What the task requires: Each record beneath this line should be returned exactly as it is.

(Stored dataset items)
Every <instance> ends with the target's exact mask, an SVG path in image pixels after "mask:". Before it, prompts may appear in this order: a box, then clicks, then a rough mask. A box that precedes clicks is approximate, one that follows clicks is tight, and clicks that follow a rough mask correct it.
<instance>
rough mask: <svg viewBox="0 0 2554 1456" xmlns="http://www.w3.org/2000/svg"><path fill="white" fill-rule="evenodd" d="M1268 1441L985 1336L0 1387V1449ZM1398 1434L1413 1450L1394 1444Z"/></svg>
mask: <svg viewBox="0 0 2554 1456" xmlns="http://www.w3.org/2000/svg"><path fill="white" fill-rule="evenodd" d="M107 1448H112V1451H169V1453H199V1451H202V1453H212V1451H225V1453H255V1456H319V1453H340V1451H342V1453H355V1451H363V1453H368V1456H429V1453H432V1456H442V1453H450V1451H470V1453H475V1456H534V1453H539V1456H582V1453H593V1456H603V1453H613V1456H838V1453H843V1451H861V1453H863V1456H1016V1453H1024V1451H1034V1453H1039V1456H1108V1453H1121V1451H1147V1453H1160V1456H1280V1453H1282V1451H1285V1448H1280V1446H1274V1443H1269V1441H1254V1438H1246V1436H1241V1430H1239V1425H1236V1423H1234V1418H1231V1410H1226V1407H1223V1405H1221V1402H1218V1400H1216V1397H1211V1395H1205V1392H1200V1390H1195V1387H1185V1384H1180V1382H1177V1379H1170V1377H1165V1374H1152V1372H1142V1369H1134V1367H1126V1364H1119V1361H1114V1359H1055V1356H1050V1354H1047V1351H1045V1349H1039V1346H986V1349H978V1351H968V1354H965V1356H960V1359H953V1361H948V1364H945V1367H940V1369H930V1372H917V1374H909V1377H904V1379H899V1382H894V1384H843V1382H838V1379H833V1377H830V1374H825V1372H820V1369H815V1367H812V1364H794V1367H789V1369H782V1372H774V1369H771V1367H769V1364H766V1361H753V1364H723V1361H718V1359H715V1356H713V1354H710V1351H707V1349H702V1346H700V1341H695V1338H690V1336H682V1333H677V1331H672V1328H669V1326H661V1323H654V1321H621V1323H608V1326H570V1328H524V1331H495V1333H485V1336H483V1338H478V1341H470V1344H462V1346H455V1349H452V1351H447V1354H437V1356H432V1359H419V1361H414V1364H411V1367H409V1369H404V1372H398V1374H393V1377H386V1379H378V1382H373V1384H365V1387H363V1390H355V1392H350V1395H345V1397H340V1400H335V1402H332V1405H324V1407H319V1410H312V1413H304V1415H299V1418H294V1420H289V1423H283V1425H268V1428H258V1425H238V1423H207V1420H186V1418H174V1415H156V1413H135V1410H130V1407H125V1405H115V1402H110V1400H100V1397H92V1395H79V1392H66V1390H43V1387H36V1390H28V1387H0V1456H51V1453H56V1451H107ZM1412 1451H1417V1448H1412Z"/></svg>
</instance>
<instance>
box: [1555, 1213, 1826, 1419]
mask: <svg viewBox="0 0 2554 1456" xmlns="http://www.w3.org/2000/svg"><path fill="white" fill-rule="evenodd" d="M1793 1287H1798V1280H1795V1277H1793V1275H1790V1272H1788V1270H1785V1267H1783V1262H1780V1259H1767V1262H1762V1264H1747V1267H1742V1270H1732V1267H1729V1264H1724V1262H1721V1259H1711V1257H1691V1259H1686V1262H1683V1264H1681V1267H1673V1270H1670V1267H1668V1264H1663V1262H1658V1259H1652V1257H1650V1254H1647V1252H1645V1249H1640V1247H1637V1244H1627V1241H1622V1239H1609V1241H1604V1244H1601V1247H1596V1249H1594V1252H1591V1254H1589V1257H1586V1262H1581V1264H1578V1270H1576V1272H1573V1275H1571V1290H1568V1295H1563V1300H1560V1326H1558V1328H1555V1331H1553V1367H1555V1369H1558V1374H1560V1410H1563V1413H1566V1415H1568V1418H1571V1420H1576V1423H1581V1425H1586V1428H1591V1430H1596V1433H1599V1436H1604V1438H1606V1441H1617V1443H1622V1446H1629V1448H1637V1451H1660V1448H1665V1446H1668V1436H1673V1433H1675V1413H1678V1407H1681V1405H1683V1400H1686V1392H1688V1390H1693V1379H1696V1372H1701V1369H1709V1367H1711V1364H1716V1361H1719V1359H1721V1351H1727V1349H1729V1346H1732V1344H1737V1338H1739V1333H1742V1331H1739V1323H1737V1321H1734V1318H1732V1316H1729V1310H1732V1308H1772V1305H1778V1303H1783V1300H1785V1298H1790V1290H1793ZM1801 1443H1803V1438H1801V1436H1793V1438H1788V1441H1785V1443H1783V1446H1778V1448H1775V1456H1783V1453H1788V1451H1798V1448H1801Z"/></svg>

Written response:
Every <instance> ends with the target's exact mask, an SVG path in image pixels after "mask:". Before it, prompts may appear in this order: a box, then clicks, then a rough mask. A box that precedes clicks is approximate, one that follows clicks is tight, and clicks that follow a rough mask correct it.
<instance>
rough mask: <svg viewBox="0 0 2554 1456" xmlns="http://www.w3.org/2000/svg"><path fill="white" fill-rule="evenodd" d="M1268 1441L985 1336L0 1387V1449ZM1398 1434L1413 1450L1394 1444Z"/></svg>
mask: <svg viewBox="0 0 2554 1456" xmlns="http://www.w3.org/2000/svg"><path fill="white" fill-rule="evenodd" d="M107 1448H112V1451H169V1453H199V1451H202V1453H212V1451H225V1453H255V1456H319V1453H340V1451H342V1453H355V1451H363V1453H368V1456H429V1453H432V1456H442V1453H450V1451H470V1453H475V1456H534V1453H539V1456H582V1453H593V1456H603V1453H613V1456H838V1453H843V1451H861V1453H863V1456H1016V1453H1024V1451H1034V1453H1039V1456H1108V1453H1121V1451H1147V1453H1160V1456H1280V1453H1282V1451H1285V1448H1280V1446H1274V1443H1269V1441H1254V1438H1246V1436H1241V1430H1239V1425H1236V1423H1234V1418H1231V1410H1226V1407H1223V1405H1221V1402H1218V1400H1216V1397H1211V1395H1205V1392H1200V1390H1195V1387H1185V1384H1180V1382H1177V1379H1170V1377H1165V1374H1152V1372H1142V1369H1134V1367H1126V1364H1119V1361H1114V1359H1055V1356H1050V1354H1047V1351H1045V1349H1039V1346H986V1349H978V1351H968V1354H965V1356H960V1359H953V1361H948V1364H945V1367H940V1369H930V1372H917V1374H909V1377H904V1379H899V1382H894V1384H843V1382H838V1379H833V1377H830V1374H825V1372H820V1369H815V1367H812V1364H794V1367H789V1369H782V1372H774V1369H771V1367H769V1364H766V1361H753V1364H723V1361H718V1359H715V1356H713V1354H710V1351H707V1349H702V1346H700V1341H695V1338H690V1336H682V1333H677V1331H672V1328H669V1326H661V1323H654V1321H621V1323H608V1326H570V1328H524V1331H495V1333H485V1336H483V1338H478V1341H470V1344H462V1346H455V1349H452V1351H447V1354H437V1356H432V1359H419V1361H414V1364H411V1367H409V1369H404V1372H398V1374H393V1377H386V1379H378V1382H373V1384H365V1387H363V1390H355V1392H350V1395H345V1397H340V1400H335V1402H332V1405H324V1407H319V1410H312V1413H304V1415H299V1418H294V1420H289V1423H283V1425H268V1428H258V1425H238V1423H207V1420H186V1418H174V1415H156V1413H135V1410H130V1407H125V1405H115V1402H110V1400H100V1397H92V1395H79V1392H66V1390H43V1387H36V1390H28V1387H0V1456H51V1453H56V1451H107ZM1412 1451H1417V1448H1412Z"/></svg>
</instance>
<instance>
box: [1555, 1213, 1826, 1419]
mask: <svg viewBox="0 0 2554 1456" xmlns="http://www.w3.org/2000/svg"><path fill="white" fill-rule="evenodd" d="M1793 1287H1798V1280H1795V1277H1793V1275H1790V1272H1788V1270H1785V1267H1783V1262H1780V1259H1767V1262H1762V1264H1747V1267H1742V1270H1732V1267H1729V1264H1724V1262H1721V1259H1711V1257H1691V1259H1686V1262H1683V1264H1681V1267H1673V1270H1670V1267H1668V1264H1663V1262H1658V1259H1652V1257H1650V1254H1647V1252H1645V1249H1640V1247H1637V1244H1627V1241H1622V1239H1609V1241H1604V1244H1601V1247H1596V1249H1594V1252H1591V1254H1589V1257H1586V1262H1581V1264H1578V1270H1576V1272H1573V1275H1571V1290H1568V1295H1563V1300H1560V1326H1558V1328H1555V1331H1553V1367H1555V1369H1558V1374H1560V1410H1563V1413H1566V1415H1568V1418H1571V1420H1576V1423H1581V1425H1586V1428H1591V1430H1596V1433H1599V1436H1604V1438H1606V1441H1617V1443H1622V1446H1629V1448H1637V1451H1660V1448H1665V1446H1668V1436H1673V1433H1675V1413H1678V1407H1681V1405H1683V1400H1686V1392H1688V1390H1693V1379H1696V1372H1701V1369H1709V1367H1711V1364H1716V1361H1719V1359H1721V1351H1727V1349H1729V1346H1732V1344H1737V1338H1739V1333H1742V1331H1739V1323H1737V1321H1734V1318H1732V1316H1729V1310H1732V1308H1772V1305H1778V1303H1783V1300H1785V1298H1790V1290H1793ZM1801 1443H1803V1438H1801V1436H1793V1438H1788V1441H1785V1443H1783V1446H1778V1448H1775V1456H1783V1453H1788V1451H1798V1448H1801Z"/></svg>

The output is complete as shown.